Kurnaz gehört zu jenen knapp 500 Gefangenen, die zum Teil seit Anfang des Jahres 2002 in Baracken festgehalten werden, die nach Angaben der US-Regierung für Mitglieder der Terrorgruppe al-Qa’ida errichtet wurden, für „die Schlimmsten der Schlimmsten“, wie US-Präsident Bush befand. In den Monaten nach den Terroranschlägen vom 11. September 2001 auf das Pentagon und das World Trade Center wollte niemand ernsthaft das Vorgehen der US-Regierung hinterfragen. Amerika war attackiert worden und musste sich gegen brutale Terroristen verteidigen, die es auf Freiheit und Demokratie abgesehen hatten. Solche Bösewichte wurden gefasst und nach Guantanamo gebracht. Männer wie Murat Kurnaz.

Erst Jahre später, am 31. Januar 2005, sollte ein US-Gericht zu dem Schluss kommen, dass es keine Beweise dafür gebe, dass Kurnaz „irgendeine Handlung gegen die Vereinigten Staaten oder ihre Verbündeten gesetzt oder terroristische Aktivitäten gegen diese unterstützt“ habe. Zu diesem und vielen ähnlichen Urteilen wäre es wohl nie gekommen, wenn nicht bereits im Jahr 2002 ein paar Anwälte und Menschenrechtsaktivisten damit begonnen hätten, nach der Rechtsstaatlichkeit im Gefängnis von Guantanamo zu fragen.

Datenauszug
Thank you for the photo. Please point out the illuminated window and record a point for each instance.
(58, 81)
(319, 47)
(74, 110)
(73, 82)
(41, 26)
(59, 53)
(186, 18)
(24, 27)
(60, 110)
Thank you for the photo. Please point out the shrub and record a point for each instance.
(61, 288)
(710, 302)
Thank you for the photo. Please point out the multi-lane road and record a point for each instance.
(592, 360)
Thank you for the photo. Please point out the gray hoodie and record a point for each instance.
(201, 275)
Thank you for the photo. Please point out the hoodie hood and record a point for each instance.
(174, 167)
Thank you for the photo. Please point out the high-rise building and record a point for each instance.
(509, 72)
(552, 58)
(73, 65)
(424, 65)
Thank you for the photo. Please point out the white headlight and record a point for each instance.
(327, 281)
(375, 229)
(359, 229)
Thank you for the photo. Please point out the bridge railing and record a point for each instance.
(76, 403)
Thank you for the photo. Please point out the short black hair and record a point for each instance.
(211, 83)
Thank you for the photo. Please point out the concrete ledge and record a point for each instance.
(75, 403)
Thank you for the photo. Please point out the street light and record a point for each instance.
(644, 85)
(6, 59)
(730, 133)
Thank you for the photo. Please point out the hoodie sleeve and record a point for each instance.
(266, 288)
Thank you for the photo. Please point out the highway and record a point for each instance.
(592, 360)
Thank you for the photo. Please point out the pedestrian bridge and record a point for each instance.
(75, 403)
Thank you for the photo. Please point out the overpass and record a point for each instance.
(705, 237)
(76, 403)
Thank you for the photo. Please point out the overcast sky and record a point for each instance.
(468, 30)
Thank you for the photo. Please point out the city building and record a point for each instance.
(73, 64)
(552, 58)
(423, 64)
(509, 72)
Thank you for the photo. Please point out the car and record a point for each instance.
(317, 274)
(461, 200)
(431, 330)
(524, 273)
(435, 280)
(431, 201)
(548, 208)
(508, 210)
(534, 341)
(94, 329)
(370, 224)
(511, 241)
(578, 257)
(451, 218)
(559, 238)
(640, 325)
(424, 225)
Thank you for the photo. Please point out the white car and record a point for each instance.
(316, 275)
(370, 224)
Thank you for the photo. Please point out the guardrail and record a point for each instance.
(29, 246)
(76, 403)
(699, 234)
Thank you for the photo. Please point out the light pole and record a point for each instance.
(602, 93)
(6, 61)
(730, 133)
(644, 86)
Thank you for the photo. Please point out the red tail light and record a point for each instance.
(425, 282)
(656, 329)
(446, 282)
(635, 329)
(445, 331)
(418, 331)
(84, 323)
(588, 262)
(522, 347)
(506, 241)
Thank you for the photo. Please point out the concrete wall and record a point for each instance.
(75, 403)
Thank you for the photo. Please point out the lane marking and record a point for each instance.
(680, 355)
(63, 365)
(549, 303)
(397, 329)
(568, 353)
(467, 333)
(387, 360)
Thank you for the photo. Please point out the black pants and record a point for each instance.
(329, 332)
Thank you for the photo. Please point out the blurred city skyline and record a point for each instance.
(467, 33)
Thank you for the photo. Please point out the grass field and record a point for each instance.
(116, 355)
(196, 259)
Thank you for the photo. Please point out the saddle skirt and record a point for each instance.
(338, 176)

Aufgaben
(A) Welche Jahreszahlen kommen im Text über Murat Kurnaz vor? Nennen Sie jede nur einmal.
(B) Zu welchem Schluss kam laut dem Text über Murat Kurnaz ein US-Gericht am 31. Januar 2005?

Lösungen
(A) 2001, 2002, 2005

(B) Es gebe keine Beweise dafür, dass Kurnaz irgendeine Handlung gegen die Vereinigten Staaten oder ihre Verbündeten gesetzt oder terroristische Aktivitäten gegen diese unterstützt habe.